Will you print the material below without altering a single character?

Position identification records
□ □ □ □

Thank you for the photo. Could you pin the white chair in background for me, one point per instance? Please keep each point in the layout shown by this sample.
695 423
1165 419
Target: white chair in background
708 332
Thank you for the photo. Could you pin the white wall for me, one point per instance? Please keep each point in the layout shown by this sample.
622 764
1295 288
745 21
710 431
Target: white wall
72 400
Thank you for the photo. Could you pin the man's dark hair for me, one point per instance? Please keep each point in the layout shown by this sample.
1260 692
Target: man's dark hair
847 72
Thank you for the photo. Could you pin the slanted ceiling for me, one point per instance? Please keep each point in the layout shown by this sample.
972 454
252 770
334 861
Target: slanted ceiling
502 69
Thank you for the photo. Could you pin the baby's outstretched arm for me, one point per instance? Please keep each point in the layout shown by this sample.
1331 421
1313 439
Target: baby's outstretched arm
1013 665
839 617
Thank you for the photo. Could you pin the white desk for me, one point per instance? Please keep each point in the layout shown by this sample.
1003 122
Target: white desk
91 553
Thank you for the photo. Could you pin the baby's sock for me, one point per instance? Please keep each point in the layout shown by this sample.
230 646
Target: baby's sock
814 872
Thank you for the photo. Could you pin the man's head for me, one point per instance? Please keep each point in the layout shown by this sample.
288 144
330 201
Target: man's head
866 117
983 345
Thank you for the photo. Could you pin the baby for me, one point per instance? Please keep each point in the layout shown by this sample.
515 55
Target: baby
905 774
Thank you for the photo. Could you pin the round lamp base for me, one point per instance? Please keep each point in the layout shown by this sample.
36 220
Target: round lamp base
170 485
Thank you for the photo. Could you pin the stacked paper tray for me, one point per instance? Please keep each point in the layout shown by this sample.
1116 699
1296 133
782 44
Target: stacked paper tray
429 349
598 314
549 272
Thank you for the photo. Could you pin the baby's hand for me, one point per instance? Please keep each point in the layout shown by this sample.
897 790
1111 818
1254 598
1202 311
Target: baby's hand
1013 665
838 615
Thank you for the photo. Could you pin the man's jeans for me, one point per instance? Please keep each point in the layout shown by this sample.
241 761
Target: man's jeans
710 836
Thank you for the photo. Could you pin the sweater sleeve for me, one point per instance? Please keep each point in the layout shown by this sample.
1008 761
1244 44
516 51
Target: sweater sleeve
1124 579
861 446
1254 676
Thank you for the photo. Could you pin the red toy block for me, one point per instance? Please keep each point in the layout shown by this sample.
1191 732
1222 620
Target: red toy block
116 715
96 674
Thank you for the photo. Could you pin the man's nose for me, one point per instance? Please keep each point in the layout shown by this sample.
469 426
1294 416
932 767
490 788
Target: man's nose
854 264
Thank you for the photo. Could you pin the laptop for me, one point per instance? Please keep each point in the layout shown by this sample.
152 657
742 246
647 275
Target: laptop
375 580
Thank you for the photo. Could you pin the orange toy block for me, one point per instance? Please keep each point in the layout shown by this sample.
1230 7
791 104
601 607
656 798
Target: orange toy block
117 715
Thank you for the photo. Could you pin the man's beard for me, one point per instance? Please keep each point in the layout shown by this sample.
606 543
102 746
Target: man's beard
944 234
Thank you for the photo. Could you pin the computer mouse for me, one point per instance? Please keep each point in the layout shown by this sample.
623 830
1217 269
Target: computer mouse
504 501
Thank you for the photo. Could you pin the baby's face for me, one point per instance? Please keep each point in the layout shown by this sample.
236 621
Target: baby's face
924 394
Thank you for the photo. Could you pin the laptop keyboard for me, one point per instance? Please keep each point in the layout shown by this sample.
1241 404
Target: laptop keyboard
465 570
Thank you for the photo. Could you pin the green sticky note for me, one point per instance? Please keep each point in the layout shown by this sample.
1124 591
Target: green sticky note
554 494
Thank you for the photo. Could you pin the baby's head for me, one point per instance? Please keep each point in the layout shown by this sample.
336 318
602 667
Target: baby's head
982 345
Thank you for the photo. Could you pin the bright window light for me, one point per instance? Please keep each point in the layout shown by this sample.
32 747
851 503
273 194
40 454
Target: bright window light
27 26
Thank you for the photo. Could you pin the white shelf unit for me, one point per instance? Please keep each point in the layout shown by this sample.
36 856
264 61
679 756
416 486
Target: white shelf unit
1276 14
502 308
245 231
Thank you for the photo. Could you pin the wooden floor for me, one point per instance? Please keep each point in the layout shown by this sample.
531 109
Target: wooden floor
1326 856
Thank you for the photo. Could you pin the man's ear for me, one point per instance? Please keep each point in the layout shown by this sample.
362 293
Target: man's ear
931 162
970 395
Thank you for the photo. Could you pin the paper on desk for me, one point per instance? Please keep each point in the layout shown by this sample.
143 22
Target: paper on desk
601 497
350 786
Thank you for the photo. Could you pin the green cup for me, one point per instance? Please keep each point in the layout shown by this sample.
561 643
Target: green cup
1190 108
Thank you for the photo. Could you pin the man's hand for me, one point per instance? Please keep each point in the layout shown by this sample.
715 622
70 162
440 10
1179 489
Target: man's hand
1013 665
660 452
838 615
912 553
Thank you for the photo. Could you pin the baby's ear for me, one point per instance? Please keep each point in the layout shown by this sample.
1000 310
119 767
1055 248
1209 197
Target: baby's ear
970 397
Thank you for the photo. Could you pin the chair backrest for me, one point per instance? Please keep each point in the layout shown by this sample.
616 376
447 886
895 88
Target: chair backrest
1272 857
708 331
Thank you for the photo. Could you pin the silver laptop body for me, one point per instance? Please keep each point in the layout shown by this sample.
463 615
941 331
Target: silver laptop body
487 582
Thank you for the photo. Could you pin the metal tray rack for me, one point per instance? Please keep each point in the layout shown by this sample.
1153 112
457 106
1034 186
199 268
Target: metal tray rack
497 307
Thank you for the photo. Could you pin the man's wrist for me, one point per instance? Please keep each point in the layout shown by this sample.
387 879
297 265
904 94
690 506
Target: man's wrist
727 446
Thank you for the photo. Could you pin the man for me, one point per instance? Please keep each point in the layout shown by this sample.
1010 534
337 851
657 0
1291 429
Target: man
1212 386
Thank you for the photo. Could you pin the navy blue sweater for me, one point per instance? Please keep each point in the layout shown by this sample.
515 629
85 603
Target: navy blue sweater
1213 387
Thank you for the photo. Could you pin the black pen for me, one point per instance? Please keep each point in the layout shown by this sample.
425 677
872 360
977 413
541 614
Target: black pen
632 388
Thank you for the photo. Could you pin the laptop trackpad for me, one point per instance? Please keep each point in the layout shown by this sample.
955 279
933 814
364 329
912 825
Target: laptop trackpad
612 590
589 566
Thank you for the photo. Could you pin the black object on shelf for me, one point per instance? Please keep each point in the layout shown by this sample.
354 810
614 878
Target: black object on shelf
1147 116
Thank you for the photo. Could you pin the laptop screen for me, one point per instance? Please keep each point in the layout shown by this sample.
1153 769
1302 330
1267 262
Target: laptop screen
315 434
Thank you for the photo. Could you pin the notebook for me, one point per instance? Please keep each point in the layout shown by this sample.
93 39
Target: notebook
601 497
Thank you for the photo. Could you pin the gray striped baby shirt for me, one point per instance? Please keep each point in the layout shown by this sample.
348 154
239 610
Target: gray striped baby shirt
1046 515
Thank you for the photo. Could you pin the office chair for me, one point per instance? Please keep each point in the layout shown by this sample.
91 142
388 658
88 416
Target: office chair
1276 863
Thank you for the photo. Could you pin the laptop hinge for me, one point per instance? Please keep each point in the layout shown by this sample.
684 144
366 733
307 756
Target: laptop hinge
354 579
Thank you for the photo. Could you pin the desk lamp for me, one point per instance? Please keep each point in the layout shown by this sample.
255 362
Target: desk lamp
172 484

□ □ □ □

| OUTPUT |
Thank you for the photo. Could you pin the white chair in background for me, one point per instance? Please keep each point in the layout shown by this sample.
695 423
1165 419
Target: white chair in background
708 332
Thank you for the photo. Could you pin the white wall for me, one point per instance? Please keep each point in the layout shown by this sample.
622 764
1295 288
745 21
710 431
Target: white wall
72 400
Thank you for the photo. Could you pin the man's dark hair for me, one point per instance? Please keep each point in the layout shown by this sample.
1260 692
Target: man's dark hair
847 72
Thank you for the photo. Could you pin the slanted ceiling for me, one point per instance? Please keep each point in the layout shown by this sample.
972 454
252 770
334 861
Target: slanted ceiling
502 69
Thank you for the photo. Could you pin the baby's outstretched arm for me, one point per instance? Please keep each point in the layout shown by this sample.
1331 421
1313 439
Target: baby's outstretched arm
1013 665
839 617
Thank you for the photo. Could you pin the white desk for me, one point per instance? Please keep each point in the layout shown by this sample.
1003 122
Target: white desk
91 553
Thank you for the photo. Could you pin the baby's sock for me, one point per instance? Please keep each point in the layout shown by this sample.
230 646
Target: baby's sock
814 872
Thank you for the photo. Could you pin the man's head for me, one point per instance? Please keep each point in the layout shown by this sample.
288 144
330 201
Target: man's head
866 117
983 345
Thank you for the photo. Could you pin the baby for me, one point per instance? Please keep each point in the layout shown by this sample.
515 55
Target: baby
905 774
Thank you for the photo. Could you pin the round lamp base for me, one point per instance? Please keep each point in the layout shown by this sample.
36 220
Target: round lamp base
170 485
Thank you for the photo. Could you pin the stacked paper tray for me, one point per instance? Please keep each point in the layout shown by this sample.
1116 699
1296 133
782 44
Target: stacked paper tray
429 349
598 314
549 272
Thank you for the photo. Could you pin the baby's hand for me, one point per instance? Please keep each point in the layout shown by this sample.
897 790
1111 818
1254 598
1202 311
Target: baby's hand
1013 665
838 615
Thank you for the photo. Could you pin the man's jeans for me, one point per instance? Please keep each point in the layout shown by this sample.
241 761
Target: man's jeans
710 836
Thank you for the photo. Could you pin the sweater sleeve for me, one point per instance? Please keep each point in the layout shown by this sample.
1008 761
1244 44
516 51
Target: sweater sleeve
1124 579
861 446
1254 676
Thank you for the photo. Could you pin the red toy block for me, one point per instance? Please keep each point in the layout shown by this sample.
1191 732
1222 620
Target: red toy block
116 715
96 674
Thank you for the photo. Could you pin the man's nose for me, one point per instance? Please keep each point in the layout shown by this sample.
469 426
1294 416
932 767
490 788
Target: man's nose
854 264
Thank you for the photo. Could you pin the laptop for me, one point per instance? Please keep each point in the layout shown by this sample.
152 657
742 246
647 275
Target: laptop
375 580
Thank you for the photo. Could you pin the orange toy block for me, one point per instance? Please keep each point in the layout shown by this sample.
1230 7
791 104
601 607
656 798
Target: orange toy block
117 715
Thank you for the photo. Could you pin the man's beard for me, one point per instance? Please keep each point in the layout shown by this sample.
606 543
102 746
Target: man's beard
944 234
Thank you for the photo. Could you pin the computer mouse for me, one point per instance? Please keep each point in the layout shown by this sample.
623 830
1217 269
Target: computer mouse
504 501
Thank you for the photo. Could you pin the baby's face for me, one point per instance? Please keep each point in the layout shown by this sample.
236 621
Target: baby's face
924 394
Thank you for the photo. Could you pin the laptop keyboard for me, one point per instance? Please keep each point in the layout shown by this sample.
1241 404
Target: laptop keyboard
465 570
Thank you for the photo. Could you pin the green sticky note for me, one point per instance? Please keep each point in the layout shown by this sample.
1124 591
Target: green sticky note
554 494
Thank you for the photo. Could you pin the baby's head for me, one point per instance? Please keep each point in the layout shown by this sample.
336 318
602 667
Target: baby's head
982 345
Thank you for the photo. Could you pin the bright window light for me, one point per instance? Please keep each point in the layout shown by this sample.
32 747
851 503
273 194
40 454
Target: bright window light
27 26
Thank you for the photo. Could you pin the white shelf unit for me, one point per instance? Please keep each point in the layout shown by this sample.
36 856
264 61
679 756
416 486
Target: white shelf unit
1276 14
502 308
245 231
Thank you for the photo. Could you pin the wooden floor for me, one point per instance? Please keep each point in the layout shown by this sample.
531 109
Target: wooden floor
1326 856
Thank you for the photo. Could you pin the man's ear for me, one point per instance? Please keep each point in the layout shown by this sample.
362 293
Target: man's ear
931 162
970 395
Thank you for the photo. Could you pin the paper on desk for me, one point per instance? Please keep each point in the layout shown by this sample.
143 22
Target: paper on desk
601 497
350 786
Thank you for the photo. Could you pin the green cup for me, one point per instance? Please keep each point in the layout shown by this sample.
561 643
Target: green cup
1190 108
Thank you for the photo. Could you pin the man's hand for me, one point per instance? Please keep each point in the layout shown by this sample.
715 622
70 162
440 10
1179 489
Target: man's hand
1013 665
660 452
838 615
912 553
Thank you for the photo. Could you pin the baby's ear for me, one point per instance? Please keep each point in the layout shown by this sample.
1000 310
119 767
1055 248
1209 197
Target: baby's ear
970 397
Thank you for the photo. Could you pin the chair backrest for me, one point per instance? Please keep each point in the layout shown by this sample.
616 376
447 886
895 88
Target: chair backrest
1272 857
708 331
Thank you for the photo. Could you pin the silver laptop body for me, one point per instance? Please keep each point in the layout shown by this sample.
463 615
941 331
Target: silver laptop body
487 582
Thank you for the photo. Could you pin the metal tray rack for me, one point per instance? Please keep each point in the layout shown by this sample.
1153 112
457 106
1034 186
199 268
Target: metal tray rack
497 307
Thank you for the photo. Could you pin the man's wrist for me, one point per instance? Please keep each point in the layout shown by this sample.
387 879
297 265
904 94
690 506
Target: man's wrist
727 446
Thank you for the photo. Could you pin the man for me, one point per instance? Please keep each point in the layout shown by this sample.
1010 534
337 851
657 0
1291 429
Target: man
1212 386
Thank you for the photo. Could you pin the navy blue sweater for me, one point per instance? Please keep each point in the layout shown by this sample.
515 629
85 603
Target: navy blue sweater
1213 387
Thank you for the photo. Could you pin the black pen for me, one point per instance? Please keep each point in the layout shown by this sample.
425 677
872 360
977 413
541 614
Target: black pen
632 388
Thank you for the photo. Could you pin the laptop trackpad for me, one point per instance? Please keep each point in the layout shown by this sample.
955 279
933 814
364 329
912 825
Target: laptop trackpad
612 590
589 566
Thank you for the photo. Could you pin the black object on shelf for me, one point per instance? Please keep each point in the layout shown by this sample.
354 810
614 878
Target: black object on shelf
1147 116
Thank you for the photo. Could you pin the laptop screen for me, one point per instance? Please keep each point in the layout shown by this sample.
1153 769
1302 330
1267 262
Target: laptop screen
315 434
Thank you for the photo. Could you pin the notebook for me, one point per instance? Please keep each point in the layout shown by this sample.
93 39
Target: notebook
601 497
Thank you for the photo. Could you pin the gray striped baby shirt for me, one point per instance? Please keep each point in the layout shown by this sample.
348 154
239 610
Target: gray striped baby shirt
1046 515
Thank you for the photo. Could you pin the office chair for me, one point per instance? Please keep each point in the layout shown by this sample.
91 142
388 658
88 416
Target: office chair
1276 863
Thank you for the photo. Could you pin the laptop hinge for me, one point per instance? Please keep each point in the layout shown by this sample.
684 144
366 733
307 756
Target: laptop hinge
354 579
Thank you for the photo. Could you pin the desk lamp for me, one point per instance? Please keep each point in the layout shown by this sample.
255 362
Target: desk lamp
172 484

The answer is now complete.